▸ **SELECTED EXTRACT**
★ ★ ★ ★ ★
We've been approved! We are going to go pick them up tomorrow.


----------



## plumcrazy (Sep 11, 2009)

YeeeeeeeeHAW!!!!! Cowgirl UP!! Pictures, pictures, pictures after you bring the boys home! So excited for you!! Congratulations!! :lol:

Oh, and I want to know what you're going to name "Brandy"!!


----------



## taxtell (Sep 17, 2009)

So far it's Brandon. 

His registered name is Al-Brando


----------



## Locket (Jun 21, 2009)

Congrats!! How lucky they are!!


----------



## plumcrazy (Sep 11, 2009)

taxtell said:


> So far it's Brandon.
> 
> His registered name is Al-Brando


There's an Arabian boarded at the barn where we board whose name is Ali (as in Ali Baba). Your boy's registered name reminded me of Ali... 

I hope the pick-up went/goes well! What a great way to start 2011!


----------



## taxtell (Sep 17, 2009)

So far he's settling in nicely.
Please excuse the fuzzy coat. I can't wait to see what he looks like all shiny and slick in the spring.


----------



## spoowhisperer (Apr 26, 2010)

Love that head! So excited for you and your new addition!


----------



## taxtell (Sep 17, 2009)

Thanks, I am excited too! 
Flip hasn't met Brandon yet...that should be fun.
Brandon is dog savvy but Flip hasn't a clue about horses.


----------



## taxtell (Sep 17, 2009)

*One more Brandon pic. <3*

I can't wait to see him in shape and less fuzzy.

I have always wanted a bay.


----------



## plumcrazy (Sep 11, 2009)

taxtell said:


> So far he's settling in nicely.
> Please excuse the fuzzy coat. I can't wait to see what he looks like all shiny and slick in the spring.


AWESOME!!! And I love the "teddy bear" winter coat (in the winter only of course! :lol It's amazing that these guys can grow the coat they need when they need it - it's almost like two different animals from winter to summer!

Enjoy him and keep the pictures coming (pictures of Flip meeting him would be fun to see!)


----------



## georgiapeach (Oct 9, 2009)

Nice quiet eyes on this horse! Congrats!!


----------
★ ★ ★ ★ ★
▸ **RECORDS FOR THE EXERCISE**
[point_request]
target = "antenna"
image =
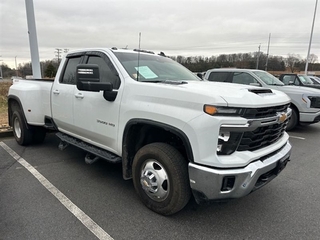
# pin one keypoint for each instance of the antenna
(138, 57)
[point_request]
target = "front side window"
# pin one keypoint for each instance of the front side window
(305, 79)
(218, 76)
(69, 75)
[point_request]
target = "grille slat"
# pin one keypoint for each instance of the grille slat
(265, 135)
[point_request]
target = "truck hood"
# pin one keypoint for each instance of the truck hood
(288, 89)
(233, 95)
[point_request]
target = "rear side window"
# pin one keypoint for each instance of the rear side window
(106, 74)
(218, 76)
(69, 75)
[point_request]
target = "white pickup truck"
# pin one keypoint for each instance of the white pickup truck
(174, 134)
(305, 101)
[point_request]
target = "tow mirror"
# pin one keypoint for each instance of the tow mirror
(88, 79)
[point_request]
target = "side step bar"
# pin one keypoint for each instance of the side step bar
(98, 152)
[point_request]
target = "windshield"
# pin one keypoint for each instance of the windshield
(268, 78)
(305, 79)
(154, 68)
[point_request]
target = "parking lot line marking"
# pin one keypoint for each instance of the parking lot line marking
(301, 138)
(77, 212)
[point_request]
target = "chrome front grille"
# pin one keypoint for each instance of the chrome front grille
(261, 137)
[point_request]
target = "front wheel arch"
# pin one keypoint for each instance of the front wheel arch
(160, 178)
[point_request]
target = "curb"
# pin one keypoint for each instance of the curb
(6, 133)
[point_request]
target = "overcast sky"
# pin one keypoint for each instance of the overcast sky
(176, 27)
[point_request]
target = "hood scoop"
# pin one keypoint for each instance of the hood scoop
(260, 90)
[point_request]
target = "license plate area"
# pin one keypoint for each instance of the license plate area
(281, 165)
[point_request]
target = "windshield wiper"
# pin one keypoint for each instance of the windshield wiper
(165, 81)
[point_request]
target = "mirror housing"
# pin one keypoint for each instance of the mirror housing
(88, 79)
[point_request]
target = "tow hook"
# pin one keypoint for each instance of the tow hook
(89, 159)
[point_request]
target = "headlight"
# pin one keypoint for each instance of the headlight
(222, 111)
(228, 142)
(314, 102)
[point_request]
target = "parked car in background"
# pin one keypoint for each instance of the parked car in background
(305, 102)
(298, 80)
(315, 79)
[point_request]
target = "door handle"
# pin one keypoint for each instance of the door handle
(79, 95)
(56, 92)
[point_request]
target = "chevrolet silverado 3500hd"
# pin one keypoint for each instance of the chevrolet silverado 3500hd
(174, 134)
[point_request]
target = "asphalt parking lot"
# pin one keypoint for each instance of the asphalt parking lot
(46, 193)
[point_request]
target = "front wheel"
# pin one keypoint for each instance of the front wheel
(160, 178)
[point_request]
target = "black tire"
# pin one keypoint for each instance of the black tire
(160, 178)
(21, 132)
(39, 134)
(293, 121)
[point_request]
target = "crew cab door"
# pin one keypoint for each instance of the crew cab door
(95, 117)
(62, 94)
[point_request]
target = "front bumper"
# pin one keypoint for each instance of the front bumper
(217, 184)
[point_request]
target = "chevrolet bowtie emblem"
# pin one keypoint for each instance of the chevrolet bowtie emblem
(282, 117)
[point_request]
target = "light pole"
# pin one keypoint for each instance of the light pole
(15, 60)
(33, 40)
(314, 17)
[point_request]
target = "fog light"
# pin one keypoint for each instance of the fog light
(227, 183)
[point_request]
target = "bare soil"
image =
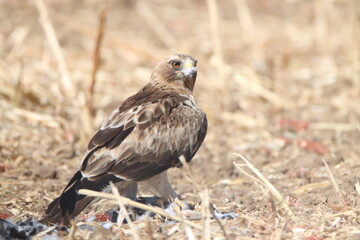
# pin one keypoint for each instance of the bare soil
(282, 88)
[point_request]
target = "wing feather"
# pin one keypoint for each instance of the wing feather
(145, 140)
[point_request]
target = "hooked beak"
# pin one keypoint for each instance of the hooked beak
(189, 70)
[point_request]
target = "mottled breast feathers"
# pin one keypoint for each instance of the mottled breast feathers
(145, 136)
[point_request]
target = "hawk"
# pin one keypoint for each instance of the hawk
(140, 140)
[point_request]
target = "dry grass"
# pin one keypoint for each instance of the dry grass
(279, 82)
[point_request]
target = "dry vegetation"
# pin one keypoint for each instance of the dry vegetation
(279, 81)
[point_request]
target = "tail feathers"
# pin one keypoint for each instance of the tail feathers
(70, 203)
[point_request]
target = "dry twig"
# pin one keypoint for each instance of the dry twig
(68, 86)
(266, 182)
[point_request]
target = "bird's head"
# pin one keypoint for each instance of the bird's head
(177, 70)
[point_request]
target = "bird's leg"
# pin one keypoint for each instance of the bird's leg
(127, 189)
(159, 185)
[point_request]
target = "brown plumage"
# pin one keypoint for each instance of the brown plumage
(140, 140)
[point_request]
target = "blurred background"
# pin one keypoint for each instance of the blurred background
(279, 81)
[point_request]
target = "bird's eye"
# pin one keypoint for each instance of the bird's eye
(175, 64)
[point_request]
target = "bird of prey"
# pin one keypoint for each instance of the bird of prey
(140, 140)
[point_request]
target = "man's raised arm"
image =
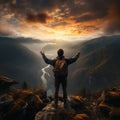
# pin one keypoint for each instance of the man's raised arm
(73, 59)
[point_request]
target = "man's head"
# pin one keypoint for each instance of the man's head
(60, 52)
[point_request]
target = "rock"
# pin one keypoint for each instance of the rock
(77, 102)
(5, 83)
(113, 98)
(81, 117)
(115, 113)
(104, 109)
(50, 113)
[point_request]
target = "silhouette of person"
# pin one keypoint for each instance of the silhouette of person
(60, 78)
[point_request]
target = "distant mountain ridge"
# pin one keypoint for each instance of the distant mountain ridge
(17, 62)
(99, 63)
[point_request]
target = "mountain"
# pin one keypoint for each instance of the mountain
(98, 66)
(17, 62)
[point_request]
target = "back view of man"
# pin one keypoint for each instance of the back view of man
(60, 69)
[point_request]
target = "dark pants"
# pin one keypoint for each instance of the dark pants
(63, 82)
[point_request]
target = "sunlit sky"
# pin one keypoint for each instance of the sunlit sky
(59, 19)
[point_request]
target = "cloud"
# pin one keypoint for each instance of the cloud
(41, 17)
(5, 31)
(81, 16)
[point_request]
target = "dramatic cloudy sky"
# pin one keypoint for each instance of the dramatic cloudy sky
(59, 19)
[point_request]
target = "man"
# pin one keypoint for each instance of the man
(60, 69)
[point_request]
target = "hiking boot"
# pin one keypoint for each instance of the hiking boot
(65, 105)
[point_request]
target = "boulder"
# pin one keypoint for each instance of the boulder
(50, 113)
(81, 117)
(115, 113)
(5, 83)
(113, 98)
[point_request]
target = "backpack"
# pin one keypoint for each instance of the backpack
(61, 67)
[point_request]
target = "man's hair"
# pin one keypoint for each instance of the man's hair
(60, 52)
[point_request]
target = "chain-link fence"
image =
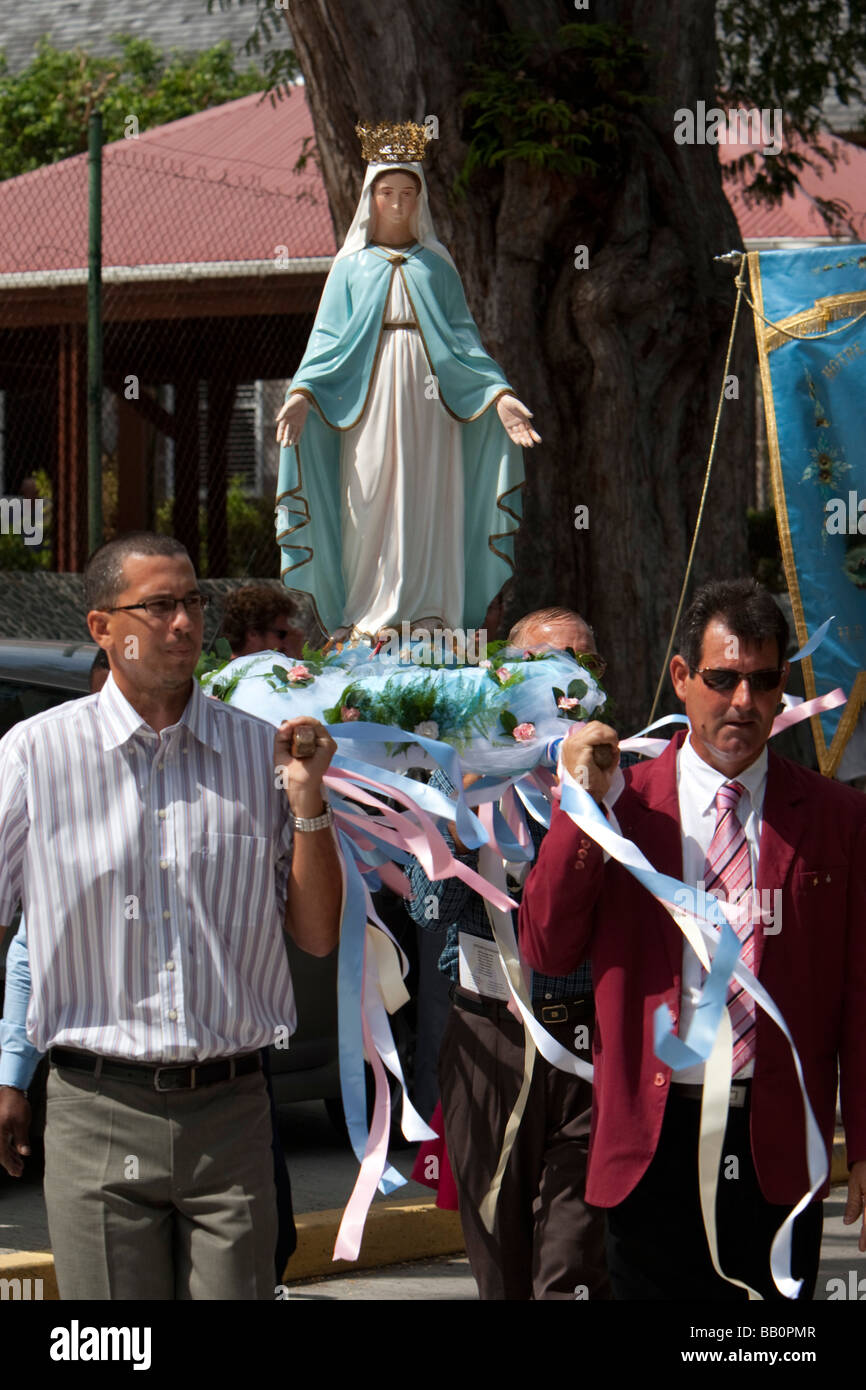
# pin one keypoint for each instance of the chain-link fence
(214, 253)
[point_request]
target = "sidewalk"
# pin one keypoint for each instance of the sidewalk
(405, 1229)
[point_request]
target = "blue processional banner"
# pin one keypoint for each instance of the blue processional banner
(811, 330)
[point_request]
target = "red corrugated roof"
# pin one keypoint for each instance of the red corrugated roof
(214, 186)
(220, 186)
(797, 214)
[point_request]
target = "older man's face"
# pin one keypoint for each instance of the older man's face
(729, 729)
(150, 653)
(565, 633)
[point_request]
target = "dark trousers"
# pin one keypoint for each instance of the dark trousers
(287, 1235)
(546, 1243)
(656, 1246)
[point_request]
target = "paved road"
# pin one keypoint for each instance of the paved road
(321, 1165)
(323, 1173)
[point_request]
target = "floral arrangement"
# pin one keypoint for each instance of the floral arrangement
(501, 702)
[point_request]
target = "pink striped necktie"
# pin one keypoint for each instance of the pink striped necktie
(729, 875)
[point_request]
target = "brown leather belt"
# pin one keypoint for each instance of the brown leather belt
(546, 1012)
(180, 1077)
(740, 1093)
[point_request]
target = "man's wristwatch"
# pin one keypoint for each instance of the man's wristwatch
(313, 822)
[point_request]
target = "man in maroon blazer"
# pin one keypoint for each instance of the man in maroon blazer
(804, 841)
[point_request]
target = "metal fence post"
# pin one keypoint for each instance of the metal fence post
(95, 334)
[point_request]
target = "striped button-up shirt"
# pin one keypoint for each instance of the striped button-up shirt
(153, 873)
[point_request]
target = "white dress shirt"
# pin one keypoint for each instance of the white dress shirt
★ ★ ★ ★ ★
▸ **TASKS TO PERFORM**
(1) In the forum thread, what is the registered name of the horse called Brandon?
(2) Pick out every line of the records that contains the word "antenna".
The forum thread and the records come from unrelated sources.

▸ **CORRECT ANSWERS**
(1) Al-Brando

(2)
target = "antenna"
# pin one keypoint for each instance of the antenna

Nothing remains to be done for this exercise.